Saved entries:
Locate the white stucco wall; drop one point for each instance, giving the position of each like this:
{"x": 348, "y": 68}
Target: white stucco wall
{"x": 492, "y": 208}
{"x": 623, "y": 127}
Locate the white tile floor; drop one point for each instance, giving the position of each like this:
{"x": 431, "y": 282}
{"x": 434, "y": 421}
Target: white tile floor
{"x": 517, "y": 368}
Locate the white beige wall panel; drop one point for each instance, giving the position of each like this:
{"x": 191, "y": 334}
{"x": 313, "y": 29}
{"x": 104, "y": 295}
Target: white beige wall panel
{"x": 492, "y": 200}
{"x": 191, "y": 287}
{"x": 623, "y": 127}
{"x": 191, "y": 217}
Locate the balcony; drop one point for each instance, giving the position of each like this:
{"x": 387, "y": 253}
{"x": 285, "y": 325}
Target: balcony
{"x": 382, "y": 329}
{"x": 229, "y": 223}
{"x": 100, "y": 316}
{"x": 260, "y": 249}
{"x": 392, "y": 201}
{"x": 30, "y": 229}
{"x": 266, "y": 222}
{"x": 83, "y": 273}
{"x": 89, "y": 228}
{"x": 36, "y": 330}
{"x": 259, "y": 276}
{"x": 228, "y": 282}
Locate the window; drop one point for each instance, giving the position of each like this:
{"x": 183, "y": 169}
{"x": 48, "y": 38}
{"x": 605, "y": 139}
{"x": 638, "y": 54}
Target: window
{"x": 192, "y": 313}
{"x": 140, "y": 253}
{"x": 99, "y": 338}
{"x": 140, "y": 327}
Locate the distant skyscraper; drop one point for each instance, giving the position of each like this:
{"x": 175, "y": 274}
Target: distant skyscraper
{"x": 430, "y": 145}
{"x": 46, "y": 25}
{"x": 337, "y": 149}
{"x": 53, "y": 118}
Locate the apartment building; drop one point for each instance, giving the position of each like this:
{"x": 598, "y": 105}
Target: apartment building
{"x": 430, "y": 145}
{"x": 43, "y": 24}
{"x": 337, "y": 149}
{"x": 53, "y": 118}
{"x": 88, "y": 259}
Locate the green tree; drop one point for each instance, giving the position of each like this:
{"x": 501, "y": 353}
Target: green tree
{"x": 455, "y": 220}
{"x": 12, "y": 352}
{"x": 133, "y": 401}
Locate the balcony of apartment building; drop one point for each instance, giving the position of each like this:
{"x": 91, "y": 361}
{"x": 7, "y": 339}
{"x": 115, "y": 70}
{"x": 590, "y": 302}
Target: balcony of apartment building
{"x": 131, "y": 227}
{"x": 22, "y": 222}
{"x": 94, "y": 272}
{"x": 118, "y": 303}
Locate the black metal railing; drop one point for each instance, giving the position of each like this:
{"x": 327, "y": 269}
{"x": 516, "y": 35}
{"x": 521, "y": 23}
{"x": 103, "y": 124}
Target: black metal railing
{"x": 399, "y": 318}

[Aim of the exercise]
Exact reproduction of every entry is needed.

[Response]
Locate the white stucco wall; drop one point for each instance, giving the position of each like this:
{"x": 348, "y": 68}
Target: white stucco wall
{"x": 492, "y": 208}
{"x": 623, "y": 127}
Locate the white tile floor; drop one point for each instance, giving the position of each like this:
{"x": 431, "y": 282}
{"x": 434, "y": 421}
Target: white tile floor
{"x": 517, "y": 368}
Locate the white beige wall panel; drop one point for each instance, giving the position of each like this:
{"x": 191, "y": 334}
{"x": 313, "y": 29}
{"x": 104, "y": 295}
Target: white beige wall panel
{"x": 492, "y": 200}
{"x": 191, "y": 287}
{"x": 623, "y": 127}
{"x": 191, "y": 217}
Locate the balcony; drop one point for each instance, giving the position of each like this:
{"x": 387, "y": 253}
{"x": 285, "y": 325}
Target: balcony
{"x": 382, "y": 329}
{"x": 229, "y": 223}
{"x": 100, "y": 316}
{"x": 260, "y": 249}
{"x": 392, "y": 201}
{"x": 30, "y": 229}
{"x": 266, "y": 222}
{"x": 83, "y": 273}
{"x": 89, "y": 228}
{"x": 36, "y": 330}
{"x": 259, "y": 276}
{"x": 228, "y": 282}
Locate the window; drop one point for each instance, giving the position of each like this:
{"x": 183, "y": 169}
{"x": 48, "y": 38}
{"x": 605, "y": 139}
{"x": 638, "y": 54}
Target: window
{"x": 192, "y": 313}
{"x": 140, "y": 253}
{"x": 99, "y": 338}
{"x": 140, "y": 327}
Locate the distant skyscraper; drop one point for each instance, giving the position of each like this:
{"x": 175, "y": 274}
Target: distant skyscraper
{"x": 430, "y": 145}
{"x": 46, "y": 25}
{"x": 337, "y": 149}
{"x": 53, "y": 118}
Locate the apartment building; drop one point for each instance, giving the position of each like this:
{"x": 598, "y": 105}
Target: apartment building
{"x": 430, "y": 145}
{"x": 43, "y": 24}
{"x": 337, "y": 149}
{"x": 53, "y": 118}
{"x": 88, "y": 259}
Locate the green tree; drop one point for each instance, giving the position of each like this:
{"x": 501, "y": 353}
Target: green tree
{"x": 455, "y": 220}
{"x": 12, "y": 352}
{"x": 133, "y": 401}
Locate the balcony of apartment building; drop one point for each instance, giving the position of each like this:
{"x": 91, "y": 361}
{"x": 7, "y": 339}
{"x": 115, "y": 70}
{"x": 590, "y": 302}
Target: balcony of apartment building
{"x": 131, "y": 227}
{"x": 22, "y": 222}
{"x": 94, "y": 272}
{"x": 118, "y": 303}
Locate the black metal railing; drop one point for each instance, giving the position of each like this:
{"x": 327, "y": 269}
{"x": 516, "y": 35}
{"x": 521, "y": 23}
{"x": 103, "y": 124}
Target: black metal railing
{"x": 399, "y": 318}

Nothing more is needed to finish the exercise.